Pointing and labeling entries

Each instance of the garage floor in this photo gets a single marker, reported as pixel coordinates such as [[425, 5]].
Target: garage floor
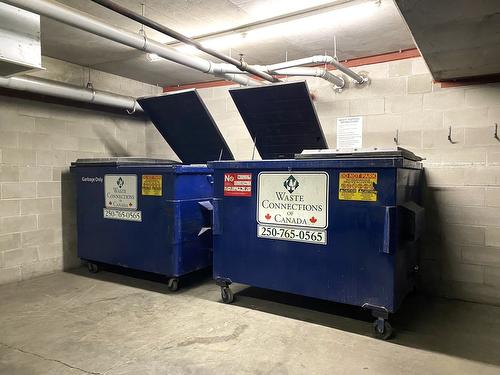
[[76, 323]]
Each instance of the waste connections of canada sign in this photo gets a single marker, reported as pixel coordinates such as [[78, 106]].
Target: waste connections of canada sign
[[297, 200]]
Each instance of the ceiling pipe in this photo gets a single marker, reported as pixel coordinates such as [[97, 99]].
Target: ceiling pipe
[[87, 23], [306, 72], [319, 59], [64, 91], [240, 64], [313, 72], [297, 71]]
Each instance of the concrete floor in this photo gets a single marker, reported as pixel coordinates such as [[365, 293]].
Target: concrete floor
[[76, 323]]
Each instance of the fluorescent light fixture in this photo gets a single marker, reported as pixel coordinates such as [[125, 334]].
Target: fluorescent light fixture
[[344, 16], [152, 57]]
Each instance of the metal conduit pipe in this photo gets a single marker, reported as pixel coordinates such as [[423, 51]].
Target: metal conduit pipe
[[241, 65], [301, 71], [318, 59], [313, 72], [59, 90], [82, 21]]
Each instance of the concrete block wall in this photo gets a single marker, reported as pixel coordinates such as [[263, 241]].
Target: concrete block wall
[[461, 248], [38, 142]]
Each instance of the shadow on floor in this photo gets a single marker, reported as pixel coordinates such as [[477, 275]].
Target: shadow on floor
[[144, 280], [451, 327], [461, 329]]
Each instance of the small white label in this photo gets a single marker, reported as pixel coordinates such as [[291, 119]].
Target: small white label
[[350, 132], [127, 215], [120, 191], [292, 234], [298, 199]]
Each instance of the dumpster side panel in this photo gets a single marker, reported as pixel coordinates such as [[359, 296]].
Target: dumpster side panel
[[355, 266], [410, 226], [159, 241]]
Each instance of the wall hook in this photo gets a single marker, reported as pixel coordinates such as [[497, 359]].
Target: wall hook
[[449, 136]]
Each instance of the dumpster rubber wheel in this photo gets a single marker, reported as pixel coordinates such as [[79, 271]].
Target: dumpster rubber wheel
[[383, 333], [173, 284], [92, 267], [227, 294]]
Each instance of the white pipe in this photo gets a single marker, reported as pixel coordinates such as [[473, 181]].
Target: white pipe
[[312, 72], [318, 59], [300, 71], [59, 90], [85, 22]]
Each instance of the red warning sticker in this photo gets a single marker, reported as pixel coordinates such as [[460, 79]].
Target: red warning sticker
[[237, 184]]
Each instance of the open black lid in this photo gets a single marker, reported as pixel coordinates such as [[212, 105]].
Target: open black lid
[[280, 118], [187, 126]]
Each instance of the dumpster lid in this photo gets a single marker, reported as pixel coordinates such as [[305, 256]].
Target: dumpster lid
[[187, 126], [349, 153], [280, 118], [123, 160]]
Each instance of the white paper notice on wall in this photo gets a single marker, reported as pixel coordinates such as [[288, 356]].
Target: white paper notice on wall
[[350, 132]]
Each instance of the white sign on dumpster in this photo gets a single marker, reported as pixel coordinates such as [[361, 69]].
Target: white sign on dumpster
[[350, 132]]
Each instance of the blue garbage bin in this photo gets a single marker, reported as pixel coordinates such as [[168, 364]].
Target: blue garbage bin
[[148, 214], [339, 225]]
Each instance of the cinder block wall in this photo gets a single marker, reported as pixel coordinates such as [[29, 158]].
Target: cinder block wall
[[461, 248], [38, 142]]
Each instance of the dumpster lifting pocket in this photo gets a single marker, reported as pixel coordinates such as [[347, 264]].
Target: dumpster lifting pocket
[[388, 220], [217, 216]]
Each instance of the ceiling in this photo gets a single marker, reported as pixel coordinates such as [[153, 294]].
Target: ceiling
[[361, 27], [457, 38]]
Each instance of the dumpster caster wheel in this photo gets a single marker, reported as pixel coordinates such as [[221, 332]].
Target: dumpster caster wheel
[[226, 294], [173, 284], [382, 329], [92, 267]]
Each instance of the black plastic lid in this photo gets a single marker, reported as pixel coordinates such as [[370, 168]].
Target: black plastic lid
[[187, 126], [123, 160], [280, 118]]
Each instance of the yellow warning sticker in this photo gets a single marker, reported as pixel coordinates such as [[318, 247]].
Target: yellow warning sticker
[[357, 186], [152, 185]]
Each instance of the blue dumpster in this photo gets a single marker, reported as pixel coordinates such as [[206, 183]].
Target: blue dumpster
[[339, 225], [150, 214]]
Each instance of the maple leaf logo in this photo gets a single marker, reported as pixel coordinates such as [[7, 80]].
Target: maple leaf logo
[[120, 182], [291, 184]]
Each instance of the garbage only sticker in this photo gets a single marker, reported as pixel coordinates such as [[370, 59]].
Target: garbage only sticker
[[358, 186], [152, 185], [237, 184], [120, 191]]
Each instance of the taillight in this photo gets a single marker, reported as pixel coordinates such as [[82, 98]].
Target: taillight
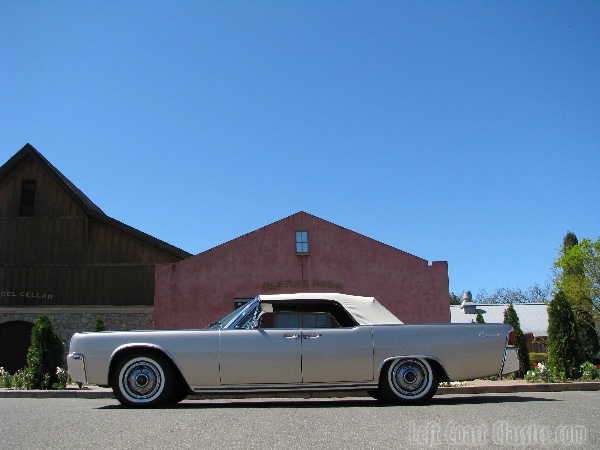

(DIRECTION): Rewrite the listing from the line with "Each instance of the shadow" up to and including the line with "[[144, 280], [451, 327], [461, 329]]" as a two-column CSV with the headers text and answer. Give one row per text-and-answer pair, with each value in a single quoted field and line breaks turned into spaces.

(RESULT OF THE TASK):
text,answer
"Each instance of the shadow on floor in this photo gets a single marker, reported as pixel coordinates such as [[477, 275]]. Target: shadow on floor","[[144, 280], [451, 327], [461, 329]]"